╭─ Exercise data

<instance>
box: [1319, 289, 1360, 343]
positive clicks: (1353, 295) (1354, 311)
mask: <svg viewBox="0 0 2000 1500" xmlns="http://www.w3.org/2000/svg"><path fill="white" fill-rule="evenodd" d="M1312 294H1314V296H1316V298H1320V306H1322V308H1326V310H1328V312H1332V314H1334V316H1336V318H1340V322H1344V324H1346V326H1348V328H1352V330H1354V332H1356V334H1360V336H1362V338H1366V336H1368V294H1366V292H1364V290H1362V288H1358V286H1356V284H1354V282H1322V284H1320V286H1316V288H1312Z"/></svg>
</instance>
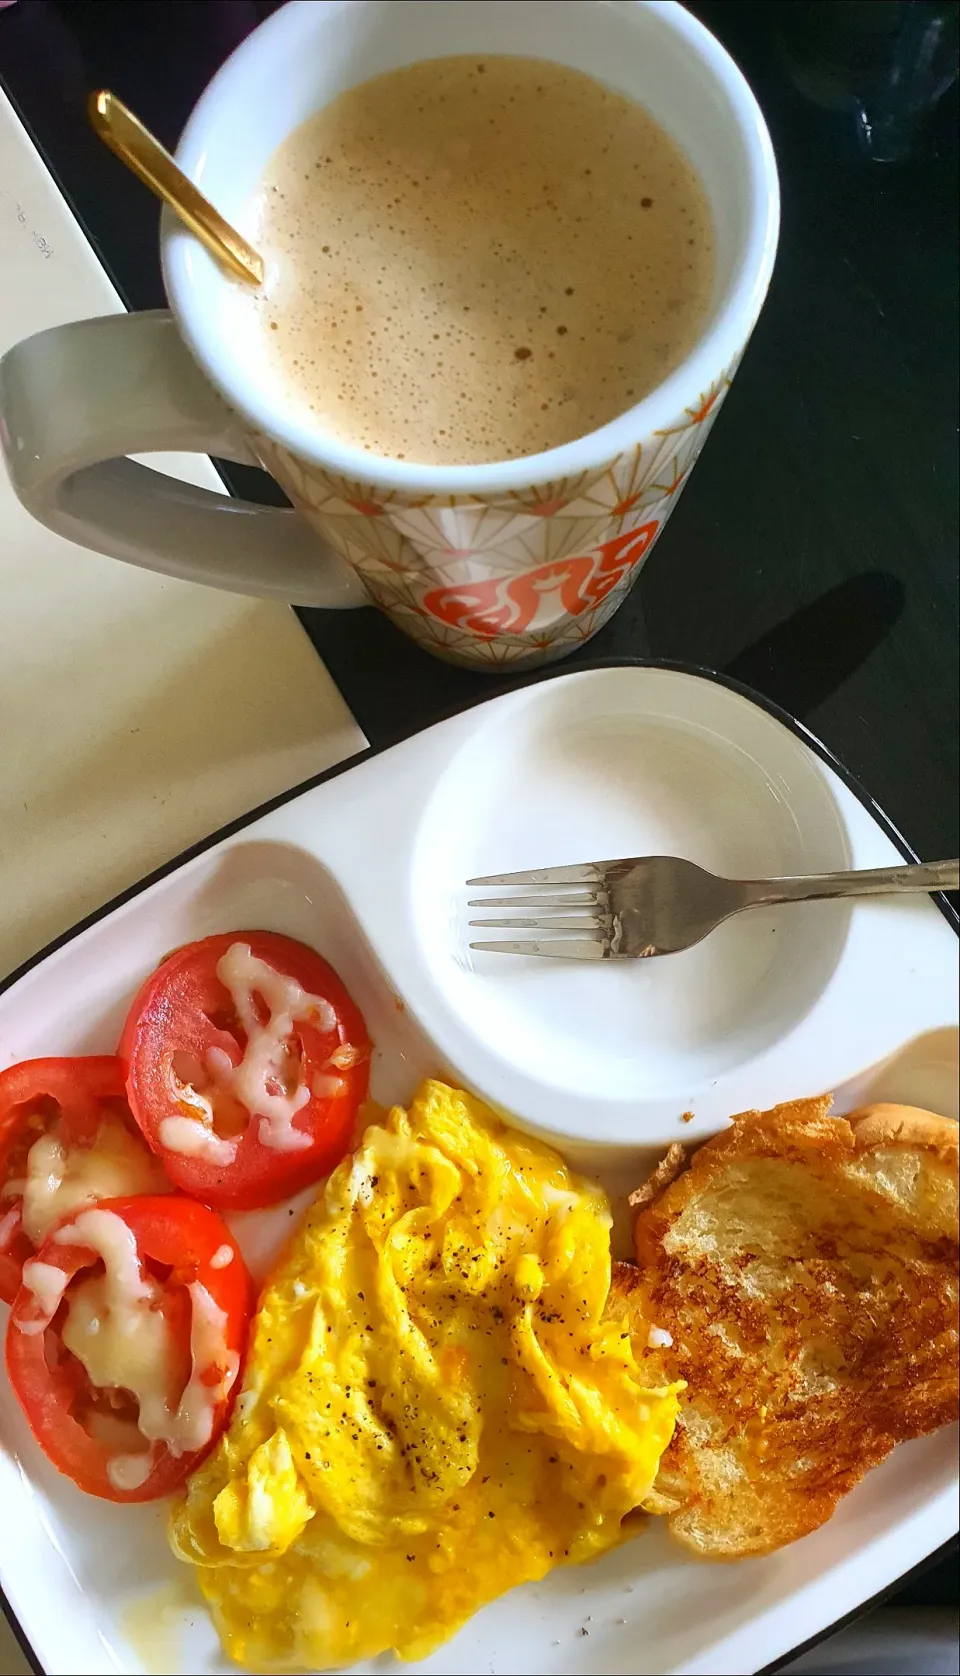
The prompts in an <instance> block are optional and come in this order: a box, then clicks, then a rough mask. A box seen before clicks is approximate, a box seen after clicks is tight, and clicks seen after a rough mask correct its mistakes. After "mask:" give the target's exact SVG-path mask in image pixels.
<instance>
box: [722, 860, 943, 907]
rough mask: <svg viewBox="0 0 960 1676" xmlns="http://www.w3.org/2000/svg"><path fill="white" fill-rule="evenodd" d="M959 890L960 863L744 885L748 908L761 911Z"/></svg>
mask: <svg viewBox="0 0 960 1676" xmlns="http://www.w3.org/2000/svg"><path fill="white" fill-rule="evenodd" d="M958 887H960V861H920V863H916V861H913V863H910V865H908V866H875V868H868V870H866V872H858V873H819V875H818V873H809V875H806V877H801V878H766V880H751V882H749V883H746V885H744V888H746V890H747V892H749V902H747V903H744V907H752V908H757V907H761V905H762V903H769V902H818V900H823V898H826V897H888V895H901V893H906V892H915V890H925V892H930V890H957V888H958Z"/></svg>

╰─

The problem
Rewrite all of the records with every "rough mask" changed to "coarse mask" and nothing else altered, and leave out the pictures.

Solution to the problem
<instance>
box: [1319, 289, 1360, 343]
positive clicks: (1353, 295) (1354, 311)
mask: <svg viewBox="0 0 2000 1500" xmlns="http://www.w3.org/2000/svg"><path fill="white" fill-rule="evenodd" d="M1312 294H1314V296H1316V298H1320V306H1322V308H1326V310H1328V312H1332V314H1334V316H1336V318H1340V322H1344V324H1346V326H1348V328H1352V330H1354V332H1356V334H1360V336H1362V338H1366V336H1368V294H1366V292H1364V290H1362V288H1358V286H1356V284H1354V282H1322V284H1320V286H1316V288H1312Z"/></svg>
</instance>
The prompts in an <instance> block are optional and come in this order: a box, then clicks, then a coarse mask. A box seen before clicks is approximate, a box seen after clicks is tight, and clicks seen after a coarse mask correct its mistakes. After "mask:" give the target's exact SVG-path mask in image pixels.
<instance>
box: [722, 860, 943, 907]
coarse mask: <svg viewBox="0 0 960 1676" xmlns="http://www.w3.org/2000/svg"><path fill="white" fill-rule="evenodd" d="M959 890L960 863L744 885L748 908L761 911Z"/></svg>
mask: <svg viewBox="0 0 960 1676" xmlns="http://www.w3.org/2000/svg"><path fill="white" fill-rule="evenodd" d="M958 887H960V861H920V863H916V861H913V863H910V865H908V866H875V868H868V870H866V872H858V873H819V875H818V873H809V875H806V877H801V878H766V880H751V882H749V883H746V885H744V888H746V890H747V892H749V902H747V903H744V907H752V908H757V907H761V905H762V903H769V902H818V900H823V898H826V897H888V895H901V893H906V892H915V890H925V892H930V890H957V888H958Z"/></svg>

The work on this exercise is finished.